• SET EXERCISE:
Quote the material below word for word, keeping every line in its original order.

Data taken from a collection:
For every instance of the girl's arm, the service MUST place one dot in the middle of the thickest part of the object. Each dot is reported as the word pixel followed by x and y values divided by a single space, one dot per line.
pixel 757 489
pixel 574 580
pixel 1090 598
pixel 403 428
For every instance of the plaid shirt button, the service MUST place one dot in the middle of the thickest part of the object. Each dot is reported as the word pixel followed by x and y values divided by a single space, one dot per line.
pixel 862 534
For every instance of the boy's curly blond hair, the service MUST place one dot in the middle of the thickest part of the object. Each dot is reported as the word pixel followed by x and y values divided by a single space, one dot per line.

• EXERCISE SOLUTION:
For every instance of the girl's arm, the service MUST place one dot in the middle of the thickest part of the object. Each dot is reported as the word pixel followed by x and y values divided by a single space, one dot per line.
pixel 757 489
pixel 574 580
pixel 1090 598
pixel 403 428
For every instance of the plaid shirt button, the service MUST place one dot in the middle of the thickest part of the object. Each dot is reported as the word pixel followed by x and y values divided by a single space, one dot per line.
pixel 862 534
For every instance of the boy's curly blond hair, the service MUST place one dot in the middle of the thickest part of the object. Each dot is reported as the word pixel followed by x and y values divided by a single space, one dot per line.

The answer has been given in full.